_WHAT YOU SHOULD DO:_ In the entries that follow, the lines from the one with "Point | tag one point per instance of the lattice" through the one with "Point | tag one point per instance of the metal" are the ones to write out, exactly and with both ends included. Nothing else should appear.

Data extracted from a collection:

· · ·

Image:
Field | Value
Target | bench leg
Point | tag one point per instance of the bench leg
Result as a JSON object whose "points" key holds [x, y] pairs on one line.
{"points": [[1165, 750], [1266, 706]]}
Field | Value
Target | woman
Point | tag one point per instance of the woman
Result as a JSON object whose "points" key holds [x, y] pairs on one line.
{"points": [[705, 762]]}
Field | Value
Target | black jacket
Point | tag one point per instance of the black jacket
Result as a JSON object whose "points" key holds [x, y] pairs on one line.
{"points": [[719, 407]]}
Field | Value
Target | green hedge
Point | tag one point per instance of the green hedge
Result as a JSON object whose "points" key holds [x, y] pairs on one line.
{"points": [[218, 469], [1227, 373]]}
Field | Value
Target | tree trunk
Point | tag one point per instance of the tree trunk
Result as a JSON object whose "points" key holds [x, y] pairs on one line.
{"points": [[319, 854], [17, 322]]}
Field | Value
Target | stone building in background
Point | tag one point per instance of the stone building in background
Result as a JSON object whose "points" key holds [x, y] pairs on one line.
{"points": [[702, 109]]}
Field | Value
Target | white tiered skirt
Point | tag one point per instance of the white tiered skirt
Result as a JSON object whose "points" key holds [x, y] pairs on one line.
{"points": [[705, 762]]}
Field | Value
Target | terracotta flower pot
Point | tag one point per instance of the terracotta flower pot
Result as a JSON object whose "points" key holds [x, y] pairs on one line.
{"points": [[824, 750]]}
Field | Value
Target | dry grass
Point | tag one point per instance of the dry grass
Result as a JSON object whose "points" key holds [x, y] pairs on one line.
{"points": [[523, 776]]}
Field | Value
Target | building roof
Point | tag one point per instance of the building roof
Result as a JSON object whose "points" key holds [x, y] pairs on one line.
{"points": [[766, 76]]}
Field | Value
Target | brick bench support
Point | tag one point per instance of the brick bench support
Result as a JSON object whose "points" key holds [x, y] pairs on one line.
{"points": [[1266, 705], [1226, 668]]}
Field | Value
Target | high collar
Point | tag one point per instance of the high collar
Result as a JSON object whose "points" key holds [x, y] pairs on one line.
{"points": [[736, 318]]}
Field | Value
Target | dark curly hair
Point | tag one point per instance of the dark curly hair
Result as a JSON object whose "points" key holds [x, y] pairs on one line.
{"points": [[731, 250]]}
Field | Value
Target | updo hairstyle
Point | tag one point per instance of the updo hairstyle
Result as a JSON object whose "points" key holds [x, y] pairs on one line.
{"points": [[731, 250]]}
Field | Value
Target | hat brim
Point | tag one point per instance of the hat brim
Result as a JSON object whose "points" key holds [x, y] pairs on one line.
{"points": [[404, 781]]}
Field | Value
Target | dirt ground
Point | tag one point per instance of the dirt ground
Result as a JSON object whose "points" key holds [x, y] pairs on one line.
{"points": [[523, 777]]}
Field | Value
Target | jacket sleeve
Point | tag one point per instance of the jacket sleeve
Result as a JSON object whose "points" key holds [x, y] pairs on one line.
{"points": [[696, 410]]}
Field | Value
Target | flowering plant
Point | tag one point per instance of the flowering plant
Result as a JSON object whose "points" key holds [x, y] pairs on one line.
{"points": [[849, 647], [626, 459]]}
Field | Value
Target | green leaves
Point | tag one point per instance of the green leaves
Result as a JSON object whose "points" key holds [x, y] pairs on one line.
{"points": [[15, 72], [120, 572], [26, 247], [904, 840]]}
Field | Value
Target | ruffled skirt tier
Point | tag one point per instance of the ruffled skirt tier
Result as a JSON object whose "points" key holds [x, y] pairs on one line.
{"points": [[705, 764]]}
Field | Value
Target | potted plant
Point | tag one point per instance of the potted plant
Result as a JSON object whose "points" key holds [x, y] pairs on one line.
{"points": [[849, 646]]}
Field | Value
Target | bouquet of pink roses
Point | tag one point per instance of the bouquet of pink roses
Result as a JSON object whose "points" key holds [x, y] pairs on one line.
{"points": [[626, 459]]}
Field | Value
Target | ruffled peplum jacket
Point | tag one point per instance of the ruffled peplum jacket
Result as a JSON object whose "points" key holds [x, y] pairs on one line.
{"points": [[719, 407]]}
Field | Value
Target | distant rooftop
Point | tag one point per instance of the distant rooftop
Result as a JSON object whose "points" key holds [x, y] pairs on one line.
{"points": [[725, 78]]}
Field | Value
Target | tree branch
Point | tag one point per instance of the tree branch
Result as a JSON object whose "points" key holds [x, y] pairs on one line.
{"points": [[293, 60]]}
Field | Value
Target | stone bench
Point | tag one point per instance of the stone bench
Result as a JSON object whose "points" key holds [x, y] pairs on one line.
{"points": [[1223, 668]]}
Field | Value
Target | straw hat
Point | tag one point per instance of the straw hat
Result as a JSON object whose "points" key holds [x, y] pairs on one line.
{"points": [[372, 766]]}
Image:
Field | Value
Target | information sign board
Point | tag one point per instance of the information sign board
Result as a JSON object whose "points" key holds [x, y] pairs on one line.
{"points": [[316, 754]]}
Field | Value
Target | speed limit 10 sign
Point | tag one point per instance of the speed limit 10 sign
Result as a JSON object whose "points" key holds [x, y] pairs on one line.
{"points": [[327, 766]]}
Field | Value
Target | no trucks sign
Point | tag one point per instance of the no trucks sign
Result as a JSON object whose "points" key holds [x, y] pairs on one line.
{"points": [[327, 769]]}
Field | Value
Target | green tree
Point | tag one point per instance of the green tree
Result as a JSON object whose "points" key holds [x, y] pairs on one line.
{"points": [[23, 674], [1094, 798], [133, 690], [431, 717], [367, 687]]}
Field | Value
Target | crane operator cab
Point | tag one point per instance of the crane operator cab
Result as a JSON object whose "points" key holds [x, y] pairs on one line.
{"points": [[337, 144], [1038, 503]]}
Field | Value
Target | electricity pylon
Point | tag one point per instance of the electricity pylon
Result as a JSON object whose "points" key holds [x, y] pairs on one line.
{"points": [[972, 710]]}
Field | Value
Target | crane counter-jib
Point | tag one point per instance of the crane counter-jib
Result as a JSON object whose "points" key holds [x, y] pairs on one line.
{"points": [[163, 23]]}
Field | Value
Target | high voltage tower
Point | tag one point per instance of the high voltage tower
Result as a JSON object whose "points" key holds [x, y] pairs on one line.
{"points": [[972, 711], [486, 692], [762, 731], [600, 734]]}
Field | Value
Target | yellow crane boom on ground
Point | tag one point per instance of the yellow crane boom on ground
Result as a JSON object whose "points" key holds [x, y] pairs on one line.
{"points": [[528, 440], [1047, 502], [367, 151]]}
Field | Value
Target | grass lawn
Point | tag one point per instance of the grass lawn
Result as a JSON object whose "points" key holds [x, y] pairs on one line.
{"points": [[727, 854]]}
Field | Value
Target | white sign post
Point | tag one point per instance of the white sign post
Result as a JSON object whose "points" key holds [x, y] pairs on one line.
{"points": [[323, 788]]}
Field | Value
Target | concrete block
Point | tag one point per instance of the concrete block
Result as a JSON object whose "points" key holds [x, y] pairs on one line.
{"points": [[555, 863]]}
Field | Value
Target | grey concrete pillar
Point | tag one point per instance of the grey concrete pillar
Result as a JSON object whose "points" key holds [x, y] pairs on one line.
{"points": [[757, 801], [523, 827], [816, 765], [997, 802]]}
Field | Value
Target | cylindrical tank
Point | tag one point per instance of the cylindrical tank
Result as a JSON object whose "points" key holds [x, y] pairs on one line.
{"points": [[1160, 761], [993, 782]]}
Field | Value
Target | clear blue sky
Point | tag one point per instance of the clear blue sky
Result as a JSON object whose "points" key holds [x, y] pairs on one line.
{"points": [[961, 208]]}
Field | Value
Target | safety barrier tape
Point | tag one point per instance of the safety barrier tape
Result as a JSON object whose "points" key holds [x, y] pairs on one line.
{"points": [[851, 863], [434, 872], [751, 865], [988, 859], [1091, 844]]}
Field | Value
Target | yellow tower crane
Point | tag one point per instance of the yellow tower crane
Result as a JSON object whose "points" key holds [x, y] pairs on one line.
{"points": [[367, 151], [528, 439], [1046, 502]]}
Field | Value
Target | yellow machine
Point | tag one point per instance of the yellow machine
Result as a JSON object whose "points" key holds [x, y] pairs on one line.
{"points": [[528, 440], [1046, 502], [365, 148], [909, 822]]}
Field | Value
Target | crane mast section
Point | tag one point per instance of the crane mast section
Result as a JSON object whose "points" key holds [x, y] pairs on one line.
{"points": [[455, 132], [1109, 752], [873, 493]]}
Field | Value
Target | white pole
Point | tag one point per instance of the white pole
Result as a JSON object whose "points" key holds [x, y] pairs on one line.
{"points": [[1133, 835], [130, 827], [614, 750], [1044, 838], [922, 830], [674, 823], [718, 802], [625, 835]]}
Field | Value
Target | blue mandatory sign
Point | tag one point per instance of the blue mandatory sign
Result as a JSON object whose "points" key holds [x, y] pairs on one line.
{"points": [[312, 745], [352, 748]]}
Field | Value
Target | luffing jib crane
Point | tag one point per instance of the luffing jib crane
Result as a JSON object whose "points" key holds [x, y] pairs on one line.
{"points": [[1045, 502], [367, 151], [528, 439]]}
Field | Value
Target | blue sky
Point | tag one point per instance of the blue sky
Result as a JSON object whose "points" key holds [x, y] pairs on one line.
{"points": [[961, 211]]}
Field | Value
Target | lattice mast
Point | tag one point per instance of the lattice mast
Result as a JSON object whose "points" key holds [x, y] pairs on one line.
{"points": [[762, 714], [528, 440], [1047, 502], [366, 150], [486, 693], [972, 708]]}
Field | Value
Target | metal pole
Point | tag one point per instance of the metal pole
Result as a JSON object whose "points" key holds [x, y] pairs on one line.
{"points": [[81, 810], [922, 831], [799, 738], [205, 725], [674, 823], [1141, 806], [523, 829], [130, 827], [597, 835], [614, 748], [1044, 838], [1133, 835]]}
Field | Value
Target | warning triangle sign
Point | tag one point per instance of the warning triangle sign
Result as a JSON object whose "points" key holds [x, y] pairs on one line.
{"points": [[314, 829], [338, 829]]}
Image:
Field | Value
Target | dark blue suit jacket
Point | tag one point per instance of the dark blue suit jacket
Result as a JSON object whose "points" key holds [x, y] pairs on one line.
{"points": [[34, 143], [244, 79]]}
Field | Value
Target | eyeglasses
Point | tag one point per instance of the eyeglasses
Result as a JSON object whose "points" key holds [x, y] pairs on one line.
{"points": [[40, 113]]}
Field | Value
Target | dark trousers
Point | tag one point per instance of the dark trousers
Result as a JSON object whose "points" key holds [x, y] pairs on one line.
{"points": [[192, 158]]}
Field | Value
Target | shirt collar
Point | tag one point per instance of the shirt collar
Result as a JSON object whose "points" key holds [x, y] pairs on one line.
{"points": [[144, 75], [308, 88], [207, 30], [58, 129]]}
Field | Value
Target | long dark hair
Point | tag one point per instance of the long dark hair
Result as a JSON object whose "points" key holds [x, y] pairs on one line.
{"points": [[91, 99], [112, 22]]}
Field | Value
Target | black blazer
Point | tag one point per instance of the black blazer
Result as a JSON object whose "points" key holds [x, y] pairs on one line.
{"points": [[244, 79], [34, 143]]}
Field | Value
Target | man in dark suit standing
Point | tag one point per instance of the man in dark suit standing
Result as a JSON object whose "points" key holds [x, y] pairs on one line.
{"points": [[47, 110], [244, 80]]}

· · ·

_TASK ANSWER:_
Point | tag one point per instance of the lattice mast
Result as a JSON object whose "points" key holds [x, y] pairs on one line.
{"points": [[762, 714], [528, 440], [1047, 502], [366, 150], [486, 693], [972, 708]]}
Field | Value
Target | metal pole
Point | tag one point per instance of the metal pole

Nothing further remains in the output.